* Reading text:

________________________________________

Sunday, December 30, 2007

The Drunk, the Wheelchair Guy, the Kid and the Homeless Guy, and Me on a bus

It was snowing tonight, on top of what we had here in northern Ill. It looked like sugar on top of white frosting when the sun went down and the light in our yard went on.

I can't believe another year has come and gone already. 2008 will be my 20th anniversary with same man. We've come a long way. Lots of ups and downs, deaths and births.

But I'm not going to get sentimental here. Just wondering where to go from here. Since this is out there, and I'm thinking of trying to get Not Far Enough published, I think I'll just back off on posting it here for now. I've actually got a tremendous amount of material in my journals, I don't really need to do that one.

I drive a bus for a university. It gets interesting from time to time. But I get sick of it--the cleavages, the butt cracks, the idiot drivers out there. Because it's a college run bus system, there isn't a whole lot going on during the summer. Only three buses run, instead of 14. I've seniority, so I get a run. I hate summer runs. Seems the weirdos and drunks come out of the woodwork.

I had one get on with a whole bunch of people, and I didn't know it. I thought someone was being overly loud, and after about half the people got off, I saw him. He started bugging the women on board.

I asked him where he was going. "Student Center," he said.

I groaned inwardly. He's going right back to where he got on!

After everyone got off, I'm all by myself with The Drunk, and I call into base, telling them what's going on. Meanwhile, I get a teenager on, a very nice kid, and he tells me to wait for a wheelchair guy--oh great! Now I'll have a kid, a wheelchair and a drunk on my bus. Could the run get any worse?

Well, it did. I looked back, after everyone is on, and I see The Drunk crawling around on the dirty floor of the bus, trying to retrieve his cigarette. And once he does he offers it to the kid, who wisely refuses it with "I don't smoke."

Meanwhile, my supervisor, John, tells me to hang on. He's calling the police, and I tell him where I'm at--I'm still driving down the road--a country road, and I'm turning back toward town.

I'm bumping along, and I see The Drunk Flick his Bic. I yell, "Don't you dare light that up!" in my harshest voice. And he stops and looks at me like I just hit him with a newspaper.

John tells me to not move another inch from where I am. I'm presently coming up to my next stop. And there's someone waiting for the bus. Oh, no. It's the homeless guy. He had a big gut on him, heavy build. My husband dubbed him "Caveman" because he rather resembles one.

Now I have a drunk, a kid, a wheelchair and the homeless guy on my bus. Sounds like the beginning of a lame joke. But it's not.

When Caveman gets on, and takes his seat quietly, like always--I've never had a problem with Caveman--The Drunk says, "Hey, Richard."

Caveman swings his dark head his way and glares at him. "I don't know you, and I don't know how you know my name."

Okay . . . this is getting way too interesting.

Wheelchair guy says, "You'd better get your ass off this bus, or the police are going to come and do it for you." That's telling him.

The Drunk just ignores this, has a Been-there-done-that sort of attitude. He says to Caveman. "Hey, Richard, you're crazy."

Okay, I have confirmation that police are on their way. I secure the bus, and grab the kid and I'm off the frigging bus before they go at each other.

Enter Policeman. The Policeman comes around from his car, looks into my bus after I tell him what's going on, and says, "Oh! Chris! I just had to take care of him!" Goodie. Maybe you should take him to the tank and keep him locked up a while????

________________________________________

* Listed records:
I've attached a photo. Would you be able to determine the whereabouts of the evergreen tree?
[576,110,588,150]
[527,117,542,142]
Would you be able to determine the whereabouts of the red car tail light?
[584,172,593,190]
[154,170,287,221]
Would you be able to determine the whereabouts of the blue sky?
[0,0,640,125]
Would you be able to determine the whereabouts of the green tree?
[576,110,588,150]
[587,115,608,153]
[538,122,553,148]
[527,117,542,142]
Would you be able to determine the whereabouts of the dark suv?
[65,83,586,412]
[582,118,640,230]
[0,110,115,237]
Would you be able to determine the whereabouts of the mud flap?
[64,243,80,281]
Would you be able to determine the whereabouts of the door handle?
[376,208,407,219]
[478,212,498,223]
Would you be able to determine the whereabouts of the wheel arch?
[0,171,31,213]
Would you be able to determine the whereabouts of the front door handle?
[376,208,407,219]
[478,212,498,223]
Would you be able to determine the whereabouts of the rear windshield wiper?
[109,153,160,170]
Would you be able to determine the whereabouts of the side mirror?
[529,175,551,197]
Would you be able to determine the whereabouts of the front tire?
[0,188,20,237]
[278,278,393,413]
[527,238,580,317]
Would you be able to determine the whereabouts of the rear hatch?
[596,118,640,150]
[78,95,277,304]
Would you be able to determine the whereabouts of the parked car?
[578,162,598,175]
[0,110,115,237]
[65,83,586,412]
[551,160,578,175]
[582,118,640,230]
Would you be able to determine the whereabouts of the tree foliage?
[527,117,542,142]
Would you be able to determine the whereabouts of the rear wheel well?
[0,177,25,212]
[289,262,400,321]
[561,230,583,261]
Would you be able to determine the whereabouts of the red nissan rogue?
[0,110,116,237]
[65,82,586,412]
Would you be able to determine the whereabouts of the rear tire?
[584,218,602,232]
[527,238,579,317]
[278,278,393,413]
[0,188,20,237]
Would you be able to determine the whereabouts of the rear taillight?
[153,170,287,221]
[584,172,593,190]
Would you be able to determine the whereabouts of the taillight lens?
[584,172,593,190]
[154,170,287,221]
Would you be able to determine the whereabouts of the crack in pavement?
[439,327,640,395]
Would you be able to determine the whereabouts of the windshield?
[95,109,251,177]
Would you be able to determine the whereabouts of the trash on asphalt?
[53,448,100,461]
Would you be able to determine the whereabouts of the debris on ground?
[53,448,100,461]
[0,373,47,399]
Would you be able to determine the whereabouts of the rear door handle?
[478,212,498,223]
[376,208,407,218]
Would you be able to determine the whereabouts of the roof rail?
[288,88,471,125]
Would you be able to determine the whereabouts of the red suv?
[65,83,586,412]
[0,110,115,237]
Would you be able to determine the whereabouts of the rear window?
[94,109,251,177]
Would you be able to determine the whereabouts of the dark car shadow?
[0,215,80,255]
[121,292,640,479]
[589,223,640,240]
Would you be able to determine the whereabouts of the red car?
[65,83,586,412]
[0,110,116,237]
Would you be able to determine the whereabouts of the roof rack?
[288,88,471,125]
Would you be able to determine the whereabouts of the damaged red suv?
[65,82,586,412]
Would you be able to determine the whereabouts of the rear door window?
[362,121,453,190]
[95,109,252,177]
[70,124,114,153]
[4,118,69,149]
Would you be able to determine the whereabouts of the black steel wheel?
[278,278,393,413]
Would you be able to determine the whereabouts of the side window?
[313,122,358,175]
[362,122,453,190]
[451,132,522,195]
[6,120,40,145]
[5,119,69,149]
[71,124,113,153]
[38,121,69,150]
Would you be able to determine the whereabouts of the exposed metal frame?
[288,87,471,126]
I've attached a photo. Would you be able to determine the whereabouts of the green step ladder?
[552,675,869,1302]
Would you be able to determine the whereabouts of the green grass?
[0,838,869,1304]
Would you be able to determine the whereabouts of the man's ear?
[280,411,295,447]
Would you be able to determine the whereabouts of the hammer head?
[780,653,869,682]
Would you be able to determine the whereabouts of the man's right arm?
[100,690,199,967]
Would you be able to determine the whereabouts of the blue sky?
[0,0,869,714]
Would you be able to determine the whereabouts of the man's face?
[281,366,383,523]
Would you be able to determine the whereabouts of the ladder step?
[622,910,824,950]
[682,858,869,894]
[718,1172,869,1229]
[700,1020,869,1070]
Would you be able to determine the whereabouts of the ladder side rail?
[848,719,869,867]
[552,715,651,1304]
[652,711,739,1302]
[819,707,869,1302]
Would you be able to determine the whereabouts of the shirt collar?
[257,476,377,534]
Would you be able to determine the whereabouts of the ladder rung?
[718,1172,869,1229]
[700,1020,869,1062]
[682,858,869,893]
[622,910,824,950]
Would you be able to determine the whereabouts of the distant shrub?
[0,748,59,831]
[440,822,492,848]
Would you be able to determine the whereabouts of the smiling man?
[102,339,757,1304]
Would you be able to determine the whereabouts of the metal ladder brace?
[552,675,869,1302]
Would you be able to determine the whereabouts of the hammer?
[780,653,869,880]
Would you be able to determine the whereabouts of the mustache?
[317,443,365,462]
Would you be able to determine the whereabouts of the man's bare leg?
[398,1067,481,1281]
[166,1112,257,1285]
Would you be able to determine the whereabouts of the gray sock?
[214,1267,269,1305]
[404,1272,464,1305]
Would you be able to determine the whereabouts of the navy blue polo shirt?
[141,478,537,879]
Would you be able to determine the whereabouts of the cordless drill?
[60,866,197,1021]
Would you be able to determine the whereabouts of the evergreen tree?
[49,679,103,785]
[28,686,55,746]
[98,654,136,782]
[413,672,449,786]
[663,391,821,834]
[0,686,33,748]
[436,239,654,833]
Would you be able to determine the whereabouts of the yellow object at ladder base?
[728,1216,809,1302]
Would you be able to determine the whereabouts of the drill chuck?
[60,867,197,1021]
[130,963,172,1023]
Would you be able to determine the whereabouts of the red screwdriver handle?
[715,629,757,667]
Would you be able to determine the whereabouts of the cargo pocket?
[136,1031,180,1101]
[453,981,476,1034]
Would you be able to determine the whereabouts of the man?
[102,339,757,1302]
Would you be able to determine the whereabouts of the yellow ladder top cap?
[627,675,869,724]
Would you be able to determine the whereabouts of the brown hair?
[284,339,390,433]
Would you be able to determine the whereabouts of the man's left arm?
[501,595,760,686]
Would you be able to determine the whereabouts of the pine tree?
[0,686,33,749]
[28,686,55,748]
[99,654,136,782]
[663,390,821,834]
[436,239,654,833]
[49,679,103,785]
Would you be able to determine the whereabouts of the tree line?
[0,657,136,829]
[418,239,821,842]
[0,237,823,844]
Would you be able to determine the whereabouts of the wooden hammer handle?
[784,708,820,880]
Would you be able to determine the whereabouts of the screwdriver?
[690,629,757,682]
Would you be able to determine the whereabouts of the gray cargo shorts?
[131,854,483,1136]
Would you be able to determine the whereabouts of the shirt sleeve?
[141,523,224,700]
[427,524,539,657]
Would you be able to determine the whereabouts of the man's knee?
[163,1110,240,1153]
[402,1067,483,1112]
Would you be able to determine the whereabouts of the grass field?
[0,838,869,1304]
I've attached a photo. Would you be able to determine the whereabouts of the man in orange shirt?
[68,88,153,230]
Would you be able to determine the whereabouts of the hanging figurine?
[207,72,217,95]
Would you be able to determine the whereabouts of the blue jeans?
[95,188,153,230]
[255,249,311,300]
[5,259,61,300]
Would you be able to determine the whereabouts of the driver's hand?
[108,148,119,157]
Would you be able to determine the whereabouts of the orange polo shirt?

________________________________________

* Exercise tasks:
#1 According to the blog post, how many buses run during the summer?
#2 Transcribe part of the blog post word for word, beginning at the words that contain "I groaned inwardly." and stopping after "back toward town.".

* Answers to the tasks:
#1 Three buses run, instead of 14.

#2
I groaned inwardly. He's going right back to where he got on!

After everyone got off, I'm all by myself with The Drunk, and I call into base, telling them what's going on. Meanwhile, I get a teenager on, a very nice kid, and he tells me to wait for a wheelchair guy--oh great! Now I'll have a kid, a wheelchair and a drunk on my bus. Could the run get any worse?

Well, it did. I looked back, after everyone is on, and I see The Drunk crawling around on the dirty floor of the bus, trying to retrieve his cigarette. And once he does he offers it to the kid, who wisely refuses it with "I don't smoke."

Meanwhile, my supervisor, John, tells me to hang on. He's calling the police, and I tell him where I'm at--I'm still driving down the road--a country road, and I'm turning back toward town.